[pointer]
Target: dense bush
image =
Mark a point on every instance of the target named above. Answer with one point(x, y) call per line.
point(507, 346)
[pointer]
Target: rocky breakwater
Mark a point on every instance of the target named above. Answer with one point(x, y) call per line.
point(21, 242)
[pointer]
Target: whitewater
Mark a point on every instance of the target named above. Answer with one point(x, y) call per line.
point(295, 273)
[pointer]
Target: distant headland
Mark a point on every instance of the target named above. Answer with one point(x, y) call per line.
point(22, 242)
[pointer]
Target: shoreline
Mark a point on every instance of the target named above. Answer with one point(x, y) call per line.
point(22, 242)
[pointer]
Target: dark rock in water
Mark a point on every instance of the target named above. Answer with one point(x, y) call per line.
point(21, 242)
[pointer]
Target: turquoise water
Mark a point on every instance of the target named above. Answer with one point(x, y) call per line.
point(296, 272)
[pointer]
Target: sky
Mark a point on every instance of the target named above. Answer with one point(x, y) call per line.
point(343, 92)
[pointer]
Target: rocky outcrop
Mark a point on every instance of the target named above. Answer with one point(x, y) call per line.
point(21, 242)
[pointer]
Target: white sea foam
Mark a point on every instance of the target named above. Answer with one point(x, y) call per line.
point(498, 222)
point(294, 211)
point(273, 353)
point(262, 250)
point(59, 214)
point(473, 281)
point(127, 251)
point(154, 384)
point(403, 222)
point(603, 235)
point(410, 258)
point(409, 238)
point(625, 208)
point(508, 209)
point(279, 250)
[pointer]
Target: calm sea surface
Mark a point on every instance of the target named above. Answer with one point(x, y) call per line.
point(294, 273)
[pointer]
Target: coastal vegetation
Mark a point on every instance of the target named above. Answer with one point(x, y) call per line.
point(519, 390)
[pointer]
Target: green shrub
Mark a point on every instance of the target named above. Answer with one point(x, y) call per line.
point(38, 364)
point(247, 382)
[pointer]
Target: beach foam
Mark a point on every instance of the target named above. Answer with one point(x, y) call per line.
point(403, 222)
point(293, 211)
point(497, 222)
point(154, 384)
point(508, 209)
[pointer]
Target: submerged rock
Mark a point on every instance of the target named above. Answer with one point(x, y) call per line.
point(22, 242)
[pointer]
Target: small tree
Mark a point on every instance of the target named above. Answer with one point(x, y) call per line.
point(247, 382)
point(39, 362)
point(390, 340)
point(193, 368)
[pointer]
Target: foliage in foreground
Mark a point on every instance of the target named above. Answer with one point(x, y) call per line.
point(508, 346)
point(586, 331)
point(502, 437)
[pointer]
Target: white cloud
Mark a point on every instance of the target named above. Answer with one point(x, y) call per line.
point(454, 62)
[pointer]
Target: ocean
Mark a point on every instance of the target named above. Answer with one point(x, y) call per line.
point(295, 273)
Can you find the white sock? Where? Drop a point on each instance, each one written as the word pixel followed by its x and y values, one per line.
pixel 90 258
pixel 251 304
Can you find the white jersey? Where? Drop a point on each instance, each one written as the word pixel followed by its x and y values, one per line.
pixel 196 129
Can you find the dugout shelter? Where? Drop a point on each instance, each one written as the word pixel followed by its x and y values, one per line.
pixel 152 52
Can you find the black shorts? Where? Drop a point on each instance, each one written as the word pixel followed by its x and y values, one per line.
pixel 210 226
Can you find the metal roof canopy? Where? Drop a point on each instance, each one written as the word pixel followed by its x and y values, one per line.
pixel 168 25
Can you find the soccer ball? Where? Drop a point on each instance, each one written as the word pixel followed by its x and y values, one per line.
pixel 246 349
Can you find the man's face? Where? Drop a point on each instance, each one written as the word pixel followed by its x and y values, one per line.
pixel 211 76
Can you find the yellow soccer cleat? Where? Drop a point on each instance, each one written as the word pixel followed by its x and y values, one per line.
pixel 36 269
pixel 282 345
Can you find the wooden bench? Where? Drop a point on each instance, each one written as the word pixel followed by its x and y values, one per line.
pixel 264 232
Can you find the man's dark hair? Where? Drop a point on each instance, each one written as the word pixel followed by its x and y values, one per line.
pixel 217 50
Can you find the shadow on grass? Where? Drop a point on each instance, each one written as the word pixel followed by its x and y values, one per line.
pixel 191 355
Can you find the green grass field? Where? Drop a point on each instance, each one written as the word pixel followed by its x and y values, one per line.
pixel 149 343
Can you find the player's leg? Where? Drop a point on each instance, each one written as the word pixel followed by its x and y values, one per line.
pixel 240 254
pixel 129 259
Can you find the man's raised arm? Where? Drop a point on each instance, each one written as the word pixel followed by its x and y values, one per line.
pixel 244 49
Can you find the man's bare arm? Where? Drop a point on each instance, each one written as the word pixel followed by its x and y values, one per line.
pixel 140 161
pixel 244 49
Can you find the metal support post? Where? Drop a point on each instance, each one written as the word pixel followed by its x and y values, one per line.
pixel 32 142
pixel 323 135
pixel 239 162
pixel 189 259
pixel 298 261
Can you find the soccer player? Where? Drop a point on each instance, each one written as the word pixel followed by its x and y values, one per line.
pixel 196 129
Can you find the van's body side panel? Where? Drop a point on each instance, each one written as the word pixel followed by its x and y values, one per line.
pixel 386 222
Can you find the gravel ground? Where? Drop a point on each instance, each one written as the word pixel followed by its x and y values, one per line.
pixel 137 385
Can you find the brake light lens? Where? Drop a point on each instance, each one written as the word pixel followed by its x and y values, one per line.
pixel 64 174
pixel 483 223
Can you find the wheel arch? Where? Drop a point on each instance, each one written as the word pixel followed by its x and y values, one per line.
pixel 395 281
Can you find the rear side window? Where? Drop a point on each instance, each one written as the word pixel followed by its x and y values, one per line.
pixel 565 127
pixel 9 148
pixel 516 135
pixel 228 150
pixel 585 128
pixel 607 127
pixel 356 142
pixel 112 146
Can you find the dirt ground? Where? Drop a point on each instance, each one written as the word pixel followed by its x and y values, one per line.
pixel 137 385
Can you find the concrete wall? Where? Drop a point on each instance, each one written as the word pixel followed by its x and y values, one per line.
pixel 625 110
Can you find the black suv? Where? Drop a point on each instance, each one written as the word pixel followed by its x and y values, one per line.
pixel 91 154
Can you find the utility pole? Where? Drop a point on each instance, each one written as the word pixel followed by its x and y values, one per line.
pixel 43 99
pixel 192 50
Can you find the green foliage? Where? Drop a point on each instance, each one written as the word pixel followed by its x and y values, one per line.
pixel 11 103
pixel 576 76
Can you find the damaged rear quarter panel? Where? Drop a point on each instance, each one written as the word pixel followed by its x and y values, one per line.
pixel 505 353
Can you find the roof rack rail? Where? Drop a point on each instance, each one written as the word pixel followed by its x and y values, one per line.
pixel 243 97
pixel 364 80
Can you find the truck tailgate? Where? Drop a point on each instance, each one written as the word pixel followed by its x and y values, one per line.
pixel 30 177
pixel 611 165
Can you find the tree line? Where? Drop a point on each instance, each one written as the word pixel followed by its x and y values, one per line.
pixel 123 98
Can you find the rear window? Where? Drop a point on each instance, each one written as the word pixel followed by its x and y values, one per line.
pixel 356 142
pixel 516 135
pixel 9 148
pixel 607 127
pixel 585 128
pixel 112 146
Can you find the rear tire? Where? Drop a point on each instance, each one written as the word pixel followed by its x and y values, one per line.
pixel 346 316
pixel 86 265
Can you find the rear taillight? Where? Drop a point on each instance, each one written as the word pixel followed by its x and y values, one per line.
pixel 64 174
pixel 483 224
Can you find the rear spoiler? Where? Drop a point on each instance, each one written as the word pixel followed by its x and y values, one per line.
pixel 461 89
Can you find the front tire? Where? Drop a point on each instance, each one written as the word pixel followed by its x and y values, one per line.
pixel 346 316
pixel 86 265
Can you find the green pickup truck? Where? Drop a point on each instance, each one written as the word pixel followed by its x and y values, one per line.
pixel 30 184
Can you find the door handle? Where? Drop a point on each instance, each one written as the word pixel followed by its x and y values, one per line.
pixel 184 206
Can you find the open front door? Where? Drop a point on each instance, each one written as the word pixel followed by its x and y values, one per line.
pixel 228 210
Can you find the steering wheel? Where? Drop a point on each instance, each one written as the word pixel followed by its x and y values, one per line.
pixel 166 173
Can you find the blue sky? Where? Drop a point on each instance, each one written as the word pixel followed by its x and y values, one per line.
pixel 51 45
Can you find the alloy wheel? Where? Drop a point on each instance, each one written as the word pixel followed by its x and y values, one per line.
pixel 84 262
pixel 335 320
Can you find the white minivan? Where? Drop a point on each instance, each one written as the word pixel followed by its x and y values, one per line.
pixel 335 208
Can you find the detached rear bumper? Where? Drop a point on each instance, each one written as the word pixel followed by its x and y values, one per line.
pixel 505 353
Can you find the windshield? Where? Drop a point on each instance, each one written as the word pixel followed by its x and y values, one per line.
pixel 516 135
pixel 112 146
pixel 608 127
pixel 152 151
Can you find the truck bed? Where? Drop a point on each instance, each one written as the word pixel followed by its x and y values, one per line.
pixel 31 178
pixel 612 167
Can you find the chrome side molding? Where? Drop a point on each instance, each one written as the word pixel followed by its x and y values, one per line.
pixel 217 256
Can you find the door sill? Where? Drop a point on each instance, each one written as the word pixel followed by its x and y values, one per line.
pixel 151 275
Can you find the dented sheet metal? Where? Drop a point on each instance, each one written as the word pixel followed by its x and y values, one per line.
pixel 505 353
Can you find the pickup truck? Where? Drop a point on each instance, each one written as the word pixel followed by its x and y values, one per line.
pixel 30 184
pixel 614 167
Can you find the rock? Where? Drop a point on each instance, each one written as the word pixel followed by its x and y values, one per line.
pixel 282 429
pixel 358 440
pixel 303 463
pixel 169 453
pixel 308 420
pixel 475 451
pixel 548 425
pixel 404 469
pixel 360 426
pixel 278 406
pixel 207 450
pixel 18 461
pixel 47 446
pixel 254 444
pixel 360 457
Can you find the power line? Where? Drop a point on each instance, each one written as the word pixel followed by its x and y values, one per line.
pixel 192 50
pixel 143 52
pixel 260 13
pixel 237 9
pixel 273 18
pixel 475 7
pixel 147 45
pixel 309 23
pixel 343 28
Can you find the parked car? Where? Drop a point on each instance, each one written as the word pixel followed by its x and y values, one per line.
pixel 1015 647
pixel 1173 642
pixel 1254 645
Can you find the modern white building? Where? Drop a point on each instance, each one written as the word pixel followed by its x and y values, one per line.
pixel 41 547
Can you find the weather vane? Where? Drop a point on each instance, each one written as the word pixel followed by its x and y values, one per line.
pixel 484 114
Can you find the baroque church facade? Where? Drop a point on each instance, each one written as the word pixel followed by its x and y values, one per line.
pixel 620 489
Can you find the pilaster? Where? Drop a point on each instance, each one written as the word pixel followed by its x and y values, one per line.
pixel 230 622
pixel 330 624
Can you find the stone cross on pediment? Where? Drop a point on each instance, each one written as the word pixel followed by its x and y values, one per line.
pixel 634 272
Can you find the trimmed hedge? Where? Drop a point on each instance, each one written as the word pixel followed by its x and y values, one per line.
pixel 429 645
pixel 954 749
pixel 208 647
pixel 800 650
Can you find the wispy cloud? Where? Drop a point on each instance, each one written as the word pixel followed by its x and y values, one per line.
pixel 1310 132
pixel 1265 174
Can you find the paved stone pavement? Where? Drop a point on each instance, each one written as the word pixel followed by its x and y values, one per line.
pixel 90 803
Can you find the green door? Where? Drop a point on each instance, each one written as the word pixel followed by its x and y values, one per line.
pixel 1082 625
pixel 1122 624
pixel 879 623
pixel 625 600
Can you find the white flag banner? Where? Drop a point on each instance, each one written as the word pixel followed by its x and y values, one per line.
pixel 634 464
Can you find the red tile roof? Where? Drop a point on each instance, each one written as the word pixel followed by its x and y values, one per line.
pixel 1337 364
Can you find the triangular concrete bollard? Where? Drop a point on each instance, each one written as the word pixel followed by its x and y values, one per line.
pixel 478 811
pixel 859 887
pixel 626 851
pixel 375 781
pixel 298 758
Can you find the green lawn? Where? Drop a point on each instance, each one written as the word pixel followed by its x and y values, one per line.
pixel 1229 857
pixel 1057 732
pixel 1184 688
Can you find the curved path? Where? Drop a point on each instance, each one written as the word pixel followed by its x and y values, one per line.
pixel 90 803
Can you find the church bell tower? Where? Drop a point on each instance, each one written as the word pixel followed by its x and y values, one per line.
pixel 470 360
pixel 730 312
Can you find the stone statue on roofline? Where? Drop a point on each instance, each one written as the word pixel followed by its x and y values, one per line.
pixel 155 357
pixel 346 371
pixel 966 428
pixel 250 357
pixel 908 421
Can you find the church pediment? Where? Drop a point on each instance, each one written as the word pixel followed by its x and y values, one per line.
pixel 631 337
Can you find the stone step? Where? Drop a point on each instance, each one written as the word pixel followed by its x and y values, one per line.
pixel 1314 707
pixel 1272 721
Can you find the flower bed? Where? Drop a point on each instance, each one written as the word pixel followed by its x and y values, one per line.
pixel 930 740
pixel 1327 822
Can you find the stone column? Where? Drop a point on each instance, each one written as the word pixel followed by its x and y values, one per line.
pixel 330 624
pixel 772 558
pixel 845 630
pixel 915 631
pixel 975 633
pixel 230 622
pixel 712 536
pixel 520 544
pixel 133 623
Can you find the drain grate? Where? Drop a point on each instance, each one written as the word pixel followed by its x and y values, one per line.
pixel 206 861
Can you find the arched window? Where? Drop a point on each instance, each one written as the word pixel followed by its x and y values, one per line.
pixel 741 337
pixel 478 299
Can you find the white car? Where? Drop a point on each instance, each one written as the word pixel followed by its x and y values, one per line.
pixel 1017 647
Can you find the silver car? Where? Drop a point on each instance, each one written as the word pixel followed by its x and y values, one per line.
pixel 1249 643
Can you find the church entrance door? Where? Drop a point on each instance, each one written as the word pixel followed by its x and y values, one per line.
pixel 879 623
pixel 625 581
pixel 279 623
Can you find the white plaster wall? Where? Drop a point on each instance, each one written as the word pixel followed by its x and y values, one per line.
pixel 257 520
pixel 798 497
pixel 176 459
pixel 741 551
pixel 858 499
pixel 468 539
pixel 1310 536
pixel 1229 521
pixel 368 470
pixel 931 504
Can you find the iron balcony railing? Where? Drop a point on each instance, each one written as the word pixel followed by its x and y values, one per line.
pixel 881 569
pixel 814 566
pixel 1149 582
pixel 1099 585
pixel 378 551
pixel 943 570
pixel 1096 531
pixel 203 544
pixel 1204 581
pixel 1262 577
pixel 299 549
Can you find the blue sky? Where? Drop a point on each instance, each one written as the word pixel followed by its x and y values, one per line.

==========

Instructions for the task: Present the lines of the records above as a Markdown table with the columns "Row" and "Line text". Begin at the line that contains "Can you find the wheel", stop after the line that contains "pixel 611 165", number each row, and leave out any blank lines.

Response for this exercise:
| Row | Line text |
|---|---|
| 1 | Can you find the wheel arch? Where? Drop a point on each instance, each one written as the word pixel followed by its x and y values, one per line. |
| 2 | pixel 395 281 |
| 3 | Can you find the rear side window? Where? Drop a point on each instance, each one written as the word pixel followed by its x and y values, one per line. |
| 4 | pixel 565 127 |
| 5 | pixel 9 148 |
| 6 | pixel 516 135 |
| 7 | pixel 228 150 |
| 8 | pixel 585 128 |
| 9 | pixel 607 127 |
| 10 | pixel 356 142 |
| 11 | pixel 112 146 |
| 12 | Can you find the dirt ground? Where? Drop a point on each instance, each one written as the word pixel followed by its x and y values, one per line. |
| 13 | pixel 137 385 |
| 14 | Can you find the concrete wall? Where? Drop a point on each instance, each one written as the word pixel followed by its x and y values, one per line. |
| 15 | pixel 625 110 |
| 16 | Can you find the black suv? Where? Drop a point on each instance, each one written as the word pixel followed by its x and y values, one per line. |
| 17 | pixel 91 154 |
| 18 | Can you find the utility pole? Where? Drop a point on each instance, each one written as the word pixel followed by its x and y values, one per line. |
| 19 | pixel 43 99 |
| 20 | pixel 192 50 |
| 21 | Can you find the green foliage? Where? Drop a point on each instance, each one written as the word pixel followed by its x and y values, one per line. |
| 22 | pixel 11 103 |
| 23 | pixel 576 76 |
| 24 | Can you find the damaged rear quarter panel? Where? Drop a point on each instance, each one written as the word pixel followed by its x and y values, one per line. |
| 25 | pixel 505 353 |
| 26 | Can you find the roof rack rail? Where? Drop a point on each instance, each one written as the word pixel followed by its x and y values, one per line. |
| 27 | pixel 243 97 |
| 28 | pixel 364 80 |
| 29 | Can you find the truck tailgate? Where? Drop a point on each instance, each one written as the word pixel followed by its x and y values, one per line. |
| 30 | pixel 30 177 |
| 31 | pixel 611 165 |